Exercise - All of the data below should be output exactly as given.

----

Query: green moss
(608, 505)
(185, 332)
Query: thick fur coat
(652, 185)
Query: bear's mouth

----

Response for this exercise -
Query: green moss
(608, 505)
(185, 332)
Query: thick fur coat
(652, 185)
Query: bear's mouth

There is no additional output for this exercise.